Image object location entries
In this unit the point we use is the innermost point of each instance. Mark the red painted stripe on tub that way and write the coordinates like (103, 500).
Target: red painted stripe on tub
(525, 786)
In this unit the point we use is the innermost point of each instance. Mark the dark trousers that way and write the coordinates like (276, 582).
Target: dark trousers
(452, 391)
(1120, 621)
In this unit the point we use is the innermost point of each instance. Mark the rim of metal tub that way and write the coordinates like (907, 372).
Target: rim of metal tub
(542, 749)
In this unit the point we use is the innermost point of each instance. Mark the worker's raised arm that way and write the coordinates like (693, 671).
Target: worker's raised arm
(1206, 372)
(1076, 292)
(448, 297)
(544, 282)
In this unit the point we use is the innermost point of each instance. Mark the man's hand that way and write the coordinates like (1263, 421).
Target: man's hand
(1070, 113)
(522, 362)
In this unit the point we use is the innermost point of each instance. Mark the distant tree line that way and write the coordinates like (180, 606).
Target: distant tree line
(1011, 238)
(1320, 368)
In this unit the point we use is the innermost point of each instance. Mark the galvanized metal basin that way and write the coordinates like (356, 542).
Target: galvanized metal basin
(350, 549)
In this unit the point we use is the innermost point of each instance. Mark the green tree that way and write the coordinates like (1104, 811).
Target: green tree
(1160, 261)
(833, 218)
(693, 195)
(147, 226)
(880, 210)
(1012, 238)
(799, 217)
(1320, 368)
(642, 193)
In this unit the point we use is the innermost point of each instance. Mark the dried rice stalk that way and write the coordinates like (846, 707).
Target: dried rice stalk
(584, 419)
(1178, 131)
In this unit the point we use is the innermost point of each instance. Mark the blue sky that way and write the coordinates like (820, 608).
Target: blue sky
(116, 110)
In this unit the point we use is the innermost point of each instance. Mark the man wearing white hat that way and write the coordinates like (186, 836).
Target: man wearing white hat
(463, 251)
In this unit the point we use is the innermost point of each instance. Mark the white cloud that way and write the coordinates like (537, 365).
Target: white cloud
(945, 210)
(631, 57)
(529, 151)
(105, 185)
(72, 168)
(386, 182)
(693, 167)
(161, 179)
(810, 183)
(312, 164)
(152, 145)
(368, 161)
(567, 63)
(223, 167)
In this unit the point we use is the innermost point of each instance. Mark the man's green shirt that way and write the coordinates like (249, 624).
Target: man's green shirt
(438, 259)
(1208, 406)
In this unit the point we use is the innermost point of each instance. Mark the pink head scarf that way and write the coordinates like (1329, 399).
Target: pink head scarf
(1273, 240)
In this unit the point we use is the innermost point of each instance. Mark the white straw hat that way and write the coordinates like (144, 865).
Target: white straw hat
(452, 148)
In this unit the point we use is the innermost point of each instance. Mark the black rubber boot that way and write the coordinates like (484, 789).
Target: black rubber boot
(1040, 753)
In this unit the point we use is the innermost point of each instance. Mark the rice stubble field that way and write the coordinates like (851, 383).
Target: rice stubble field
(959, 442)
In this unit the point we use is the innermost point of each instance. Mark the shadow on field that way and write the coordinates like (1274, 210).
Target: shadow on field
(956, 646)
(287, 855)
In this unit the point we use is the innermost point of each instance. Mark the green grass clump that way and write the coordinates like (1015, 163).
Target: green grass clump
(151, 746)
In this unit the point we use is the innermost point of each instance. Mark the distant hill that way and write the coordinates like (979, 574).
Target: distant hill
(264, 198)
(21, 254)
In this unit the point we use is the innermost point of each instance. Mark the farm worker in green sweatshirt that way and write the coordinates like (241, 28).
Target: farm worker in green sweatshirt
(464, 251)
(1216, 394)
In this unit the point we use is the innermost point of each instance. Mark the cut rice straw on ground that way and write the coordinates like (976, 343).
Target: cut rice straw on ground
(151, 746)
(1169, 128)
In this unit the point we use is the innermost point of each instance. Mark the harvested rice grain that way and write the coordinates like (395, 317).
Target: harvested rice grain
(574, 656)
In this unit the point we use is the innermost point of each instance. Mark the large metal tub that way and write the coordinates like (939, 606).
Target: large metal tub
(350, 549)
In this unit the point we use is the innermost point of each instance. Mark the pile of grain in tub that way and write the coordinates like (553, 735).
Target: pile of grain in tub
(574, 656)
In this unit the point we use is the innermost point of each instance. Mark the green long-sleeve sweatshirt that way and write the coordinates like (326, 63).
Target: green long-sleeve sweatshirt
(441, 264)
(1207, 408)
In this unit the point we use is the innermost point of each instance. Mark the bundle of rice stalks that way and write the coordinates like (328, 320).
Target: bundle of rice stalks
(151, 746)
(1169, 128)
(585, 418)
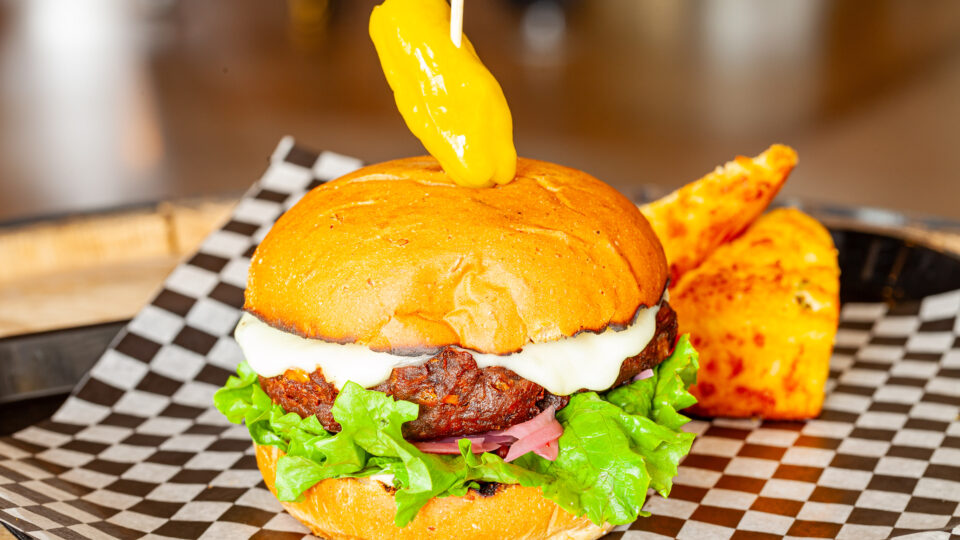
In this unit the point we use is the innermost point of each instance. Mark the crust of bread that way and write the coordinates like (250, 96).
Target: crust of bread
(395, 256)
(363, 508)
(763, 311)
(701, 216)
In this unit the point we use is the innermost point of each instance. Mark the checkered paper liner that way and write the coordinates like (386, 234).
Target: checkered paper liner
(139, 451)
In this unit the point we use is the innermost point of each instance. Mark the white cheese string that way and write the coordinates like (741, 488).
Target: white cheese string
(587, 360)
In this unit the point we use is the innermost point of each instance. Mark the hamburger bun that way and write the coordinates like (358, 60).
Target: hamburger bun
(397, 257)
(351, 508)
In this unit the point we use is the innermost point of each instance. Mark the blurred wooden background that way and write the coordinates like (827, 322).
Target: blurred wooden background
(108, 104)
(113, 102)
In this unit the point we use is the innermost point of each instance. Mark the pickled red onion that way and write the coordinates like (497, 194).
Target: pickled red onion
(538, 435)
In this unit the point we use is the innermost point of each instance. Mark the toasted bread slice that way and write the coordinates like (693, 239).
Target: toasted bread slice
(697, 218)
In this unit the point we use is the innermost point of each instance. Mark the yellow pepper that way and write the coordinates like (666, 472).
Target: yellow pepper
(448, 99)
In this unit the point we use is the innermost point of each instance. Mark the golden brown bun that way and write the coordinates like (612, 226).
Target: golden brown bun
(397, 257)
(762, 311)
(357, 508)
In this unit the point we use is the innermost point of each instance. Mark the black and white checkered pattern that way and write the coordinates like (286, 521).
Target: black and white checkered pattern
(139, 451)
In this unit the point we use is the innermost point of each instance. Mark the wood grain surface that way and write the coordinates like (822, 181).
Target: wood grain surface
(88, 270)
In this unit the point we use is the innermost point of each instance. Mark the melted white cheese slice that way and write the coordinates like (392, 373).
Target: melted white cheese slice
(587, 360)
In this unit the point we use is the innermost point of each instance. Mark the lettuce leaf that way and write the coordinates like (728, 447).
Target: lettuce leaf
(613, 448)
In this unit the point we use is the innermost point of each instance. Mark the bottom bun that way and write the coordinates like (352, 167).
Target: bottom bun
(362, 508)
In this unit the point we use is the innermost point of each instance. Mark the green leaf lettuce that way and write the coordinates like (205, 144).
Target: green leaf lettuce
(614, 445)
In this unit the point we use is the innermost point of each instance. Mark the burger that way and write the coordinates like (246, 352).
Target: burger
(428, 360)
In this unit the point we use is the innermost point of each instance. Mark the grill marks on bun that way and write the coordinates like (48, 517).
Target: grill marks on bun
(396, 257)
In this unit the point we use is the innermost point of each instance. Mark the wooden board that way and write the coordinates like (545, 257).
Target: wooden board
(92, 269)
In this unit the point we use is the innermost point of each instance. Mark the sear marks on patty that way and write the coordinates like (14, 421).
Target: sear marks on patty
(455, 396)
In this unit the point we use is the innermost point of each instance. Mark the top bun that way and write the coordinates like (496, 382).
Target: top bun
(397, 257)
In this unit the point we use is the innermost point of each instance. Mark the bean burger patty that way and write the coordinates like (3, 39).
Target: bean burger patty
(455, 396)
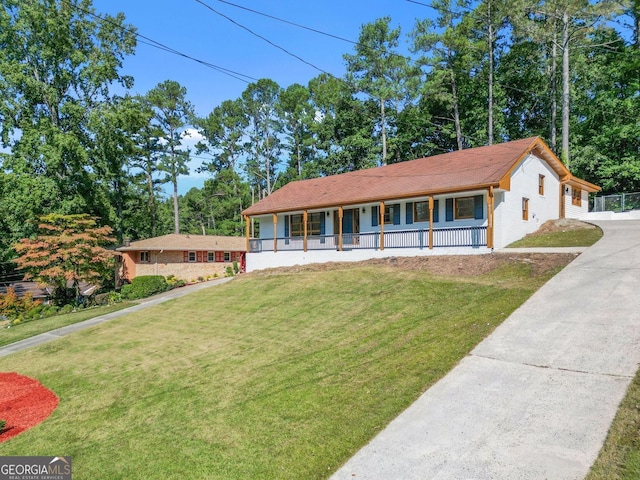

◆ **WORK TO COMPLETE**
Pick out every line of the entries above that contains the word "tree", with case counting, and copy each such line in full.

◆ **WRITTEN RESPONSE**
In this unit the point we use is the innermost point of each instance. Mark the distant tree line that way and write the coordinates like (180, 606).
Target: distant tree line
In this unit the point we use is the innermost point of each instance. Mark the green tree that way and write the coordinates like (1104, 811).
Target: green tree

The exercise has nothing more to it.